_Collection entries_
-----

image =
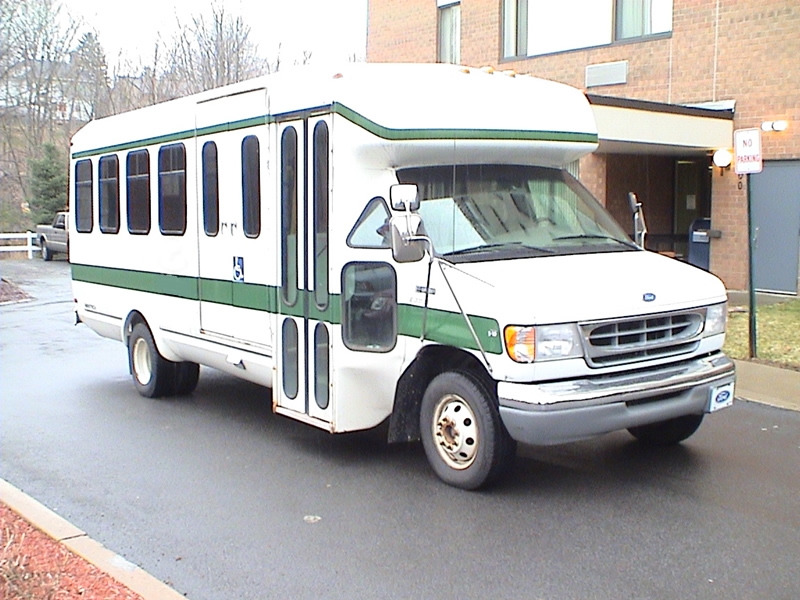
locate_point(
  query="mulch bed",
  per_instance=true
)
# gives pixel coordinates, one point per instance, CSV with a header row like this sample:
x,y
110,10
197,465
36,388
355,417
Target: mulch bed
x,y
33,566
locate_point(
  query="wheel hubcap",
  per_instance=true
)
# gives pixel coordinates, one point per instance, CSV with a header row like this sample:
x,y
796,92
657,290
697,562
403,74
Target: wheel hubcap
x,y
455,432
142,367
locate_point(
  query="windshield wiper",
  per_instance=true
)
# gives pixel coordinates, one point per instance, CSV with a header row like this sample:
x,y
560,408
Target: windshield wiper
x,y
499,246
591,236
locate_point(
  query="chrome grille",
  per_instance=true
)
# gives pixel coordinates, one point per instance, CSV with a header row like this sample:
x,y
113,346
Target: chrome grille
x,y
632,340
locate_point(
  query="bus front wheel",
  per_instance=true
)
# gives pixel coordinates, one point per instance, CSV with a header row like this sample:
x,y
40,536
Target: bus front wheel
x,y
463,436
153,375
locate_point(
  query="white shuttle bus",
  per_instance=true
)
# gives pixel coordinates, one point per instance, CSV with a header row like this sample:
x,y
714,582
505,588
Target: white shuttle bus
x,y
396,242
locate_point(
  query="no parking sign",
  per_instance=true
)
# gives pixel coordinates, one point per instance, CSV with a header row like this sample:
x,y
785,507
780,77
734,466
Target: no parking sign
x,y
747,150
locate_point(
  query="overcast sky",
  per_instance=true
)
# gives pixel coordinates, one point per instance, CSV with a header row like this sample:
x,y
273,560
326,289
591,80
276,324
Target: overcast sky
x,y
331,29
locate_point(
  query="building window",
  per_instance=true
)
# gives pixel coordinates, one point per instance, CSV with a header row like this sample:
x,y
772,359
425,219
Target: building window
x,y
534,28
638,18
109,194
83,196
515,28
449,32
172,189
251,186
210,189
138,188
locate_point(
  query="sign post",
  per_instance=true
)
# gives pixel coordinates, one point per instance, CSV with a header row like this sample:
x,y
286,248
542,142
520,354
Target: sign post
x,y
747,153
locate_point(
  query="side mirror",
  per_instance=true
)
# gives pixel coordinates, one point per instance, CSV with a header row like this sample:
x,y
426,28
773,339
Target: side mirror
x,y
639,226
408,245
403,196
633,202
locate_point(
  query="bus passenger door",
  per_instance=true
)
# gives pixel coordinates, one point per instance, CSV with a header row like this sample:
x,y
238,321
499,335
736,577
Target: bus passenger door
x,y
305,311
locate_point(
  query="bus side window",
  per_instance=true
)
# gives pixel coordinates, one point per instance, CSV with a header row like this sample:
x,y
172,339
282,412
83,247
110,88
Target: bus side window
x,y
138,192
251,187
84,217
172,189
369,306
210,189
371,228
109,193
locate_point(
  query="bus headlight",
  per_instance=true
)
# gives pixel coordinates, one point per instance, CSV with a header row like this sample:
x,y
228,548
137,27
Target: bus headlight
x,y
716,317
526,344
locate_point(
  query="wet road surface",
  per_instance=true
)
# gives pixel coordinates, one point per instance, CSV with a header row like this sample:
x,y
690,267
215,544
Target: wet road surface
x,y
222,499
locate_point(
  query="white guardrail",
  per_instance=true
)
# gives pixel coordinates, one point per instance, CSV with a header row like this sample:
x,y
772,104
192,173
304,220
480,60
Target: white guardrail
x,y
28,237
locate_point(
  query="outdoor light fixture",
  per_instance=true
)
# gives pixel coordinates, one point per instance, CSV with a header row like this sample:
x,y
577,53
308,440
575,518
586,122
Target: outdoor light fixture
x,y
722,158
774,125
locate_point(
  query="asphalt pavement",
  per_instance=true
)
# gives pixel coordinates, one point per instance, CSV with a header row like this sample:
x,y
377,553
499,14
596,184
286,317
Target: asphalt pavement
x,y
755,382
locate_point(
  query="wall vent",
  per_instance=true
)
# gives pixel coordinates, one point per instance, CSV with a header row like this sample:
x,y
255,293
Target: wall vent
x,y
614,73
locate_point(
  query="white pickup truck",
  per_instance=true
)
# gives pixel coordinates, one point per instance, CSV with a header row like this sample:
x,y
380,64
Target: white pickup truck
x,y
54,238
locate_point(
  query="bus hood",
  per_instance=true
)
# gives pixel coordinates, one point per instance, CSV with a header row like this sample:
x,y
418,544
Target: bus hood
x,y
581,287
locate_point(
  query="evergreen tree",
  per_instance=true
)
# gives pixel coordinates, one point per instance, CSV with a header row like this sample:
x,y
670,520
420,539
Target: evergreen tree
x,y
48,184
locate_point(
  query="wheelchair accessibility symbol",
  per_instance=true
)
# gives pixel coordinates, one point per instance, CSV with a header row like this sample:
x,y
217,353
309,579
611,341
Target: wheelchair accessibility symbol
x,y
238,268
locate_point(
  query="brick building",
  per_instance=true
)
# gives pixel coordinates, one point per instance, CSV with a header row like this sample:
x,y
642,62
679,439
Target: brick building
x,y
669,82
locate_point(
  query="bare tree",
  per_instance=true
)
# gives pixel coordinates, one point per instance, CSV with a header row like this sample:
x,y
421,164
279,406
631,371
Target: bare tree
x,y
212,51
35,41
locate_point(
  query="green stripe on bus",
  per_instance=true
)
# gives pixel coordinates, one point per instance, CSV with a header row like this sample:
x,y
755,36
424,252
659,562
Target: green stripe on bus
x,y
459,134
178,286
442,327
449,328
358,119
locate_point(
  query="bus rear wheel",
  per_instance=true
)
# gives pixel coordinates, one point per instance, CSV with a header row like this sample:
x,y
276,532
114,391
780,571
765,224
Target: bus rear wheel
x,y
153,375
463,436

-----

_REQUIREMENT_
Every record is to be restated word for word, with the pictures left out.

_EXERCISE RESULT_
image =
locate_point(
  query="mulch bed",
  per_instance=true
)
# gives pixel coordinates, one point per instance, CSV with a header row like this sample:
x,y
110,10
197,465
36,388
355,417
Target: mulch bed
x,y
33,566
locate_point(
  query="wheel hubcap",
  per_instance=true
)
# gives pixel coordinates, one point per instance, CSV with a header row like this sample:
x,y
796,92
657,290
697,562
403,74
Target: wheel hubcap
x,y
455,432
142,367
locate_point(
  query="windshield wiper",
  per_instance=true
)
# gives pixel coordinates, one point per instance, CSV with a header row like this sample:
x,y
560,408
Target: windshield wiper
x,y
499,246
591,236
locate_point(
  query="chrome grille",
  per_instance=true
)
# gives pixel coordinates, one point per instance, CSV with a header row like this sample:
x,y
113,346
Target: chrome grille
x,y
632,340
locate_point(
  query="bus front wheel",
  per_instance=true
)
# gives pixel coordinates, one point per instance, CSV with a header row like this sample:
x,y
40,536
Target: bus front wheel
x,y
463,436
153,375
locate_point(
  query="white shuttle bus",
  per_instance=true
)
# gives pixel coordinates, one point per instance, CSV with a header row like this sample:
x,y
714,582
505,588
Target: white shuttle bus
x,y
396,242
locate_point(
  query="no parking sign",
  per_instance=true
)
# gives pixel coordinates, one point per instance, CSV with a header row like this sample:
x,y
785,507
780,77
734,466
Target: no parking sign
x,y
747,150
locate_point(
  query="overcast sky",
  per_instance=true
)
# gives pixel coordinates, one point per instance, CSV with a header row like this sample:
x,y
273,560
326,289
591,80
276,324
Target: overcast sky
x,y
331,29
locate_point(
  query="building window",
  per_instance=true
)
# gives pixel coordinates, one point per instance, CSV with a header row like this sample:
x,y
772,359
425,219
Target: building window
x,y
534,28
638,18
109,194
83,196
515,28
449,32
172,189
251,186
210,189
138,188
locate_point(
  query="sign post",
  per_instance=true
)
# gives pixel coordinates, one point per instance, CSV with a header row like this sample:
x,y
286,248
542,142
520,354
Target: sign post
x,y
747,153
locate_point(
  query="side mirror",
  per_instance=true
)
# gives pixel coordinates, one point per instance, CSV with a header row like this sample:
x,y
426,28
773,339
Target: side mirror
x,y
639,226
408,245
403,196
633,202
locate_point(
  query="bus passenger door",
  per_instance=true
)
# gives pixel coordinates, one point per instance, CSV with a header row like this sample:
x,y
238,321
499,335
736,577
Target: bus passenger door
x,y
305,311
locate_point(
  query="bus side window",
  per_instance=true
)
# gives pixel coordinates, one point per instance, CSV with a header row like this sample:
x,y
172,339
282,412
83,247
110,88
Target: bus side window
x,y
138,192
251,187
84,217
172,189
369,306
210,189
371,228
109,193
locate_point(
  query="bus headlight",
  per_instance=true
)
# gives pixel coordinates, one point per instance, CSV with a header row like this sample:
x,y
228,548
137,27
Target: bus headlight
x,y
716,317
526,344
locate_point(
  query="wet road surface",
  per_instance=true
)
# gives pixel coordinates, one point per instance, CSV with a header row like this sample:
x,y
690,267
215,544
Target: wet road surface
x,y
222,499
locate_point(
  query="white guardrail",
  per_instance=true
)
# gives pixel coordinates, one point per instance, CSV with a header row like this sample:
x,y
772,104
192,173
304,220
480,60
Target: white guardrail
x,y
28,237
locate_point(
  query="outdoor light fixture",
  per_instance=true
)
# gives pixel coordinates, one point per instance, CSV with a header row like this sample:
x,y
577,53
308,440
575,518
586,122
Target: outdoor light fixture
x,y
722,158
774,125
locate_point(
  query="asphalt pavement",
  per_instance=true
)
# gives pixel coordinates, one point per instance, CSV with a header row like this sample:
x,y
377,553
499,14
596,184
286,317
Target: asphalt pavement
x,y
755,382
locate_point(
  query="wall vent",
  per_instance=true
)
# gives pixel coordinates, one point per instance, CSV with a header row like this sample:
x,y
255,293
Target: wall vent
x,y
614,73
locate_point(
  query="white pickup truck",
  per_instance=true
)
# gives pixel coordinates, one point per instance, CSV with a header row like this sample:
x,y
380,64
Target: white pickup truck
x,y
54,238
locate_point(
  query="bus hood",
  per_instance=true
)
# gives pixel coordinates, one point per instance, CSV with a header row like this sample:
x,y
418,544
Target: bus hood
x,y
581,287
locate_point(
  query="evergreen tree",
  per_instance=true
)
# gives pixel coordinates, one point per instance, CSV with a header row like this sample:
x,y
670,520
420,539
Target: evergreen tree
x,y
48,184
locate_point(
  query="wheelchair accessibility symbol",
  per_instance=true
)
# gives pixel coordinates, one point per instance, CSV with a header row like this sample:
x,y
217,353
309,579
611,341
Target: wheelchair accessibility symbol
x,y
238,268
locate_point(
  query="brick building",
  per_instance=true
)
# gives pixel coordinates, one point per instance, CSV with a header row like this sample:
x,y
642,62
679,439
Target: brick building
x,y
669,82
locate_point(
  query="bare tree",
  per_instance=true
)
# gives pixel coordinates, one point per instance, CSV with a header row like this sample:
x,y
421,164
279,406
631,371
Target: bare tree
x,y
212,51
35,41
locate_point(
  query="green stripe on bus",
  per_instance=true
)
# gives pixel coordinates, one point per instance, CSV with a header row like this sample:
x,y
755,36
424,252
659,562
Target: green stripe on bus
x,y
459,134
178,286
442,327
449,328
358,119
locate_point(
  query="bus rear wheel",
  per_instance=true
)
# gives pixel coordinates, one point per instance, CSV with a header row like this sample:
x,y
276,532
114,391
780,571
765,224
Target: bus rear wheel
x,y
153,375
463,436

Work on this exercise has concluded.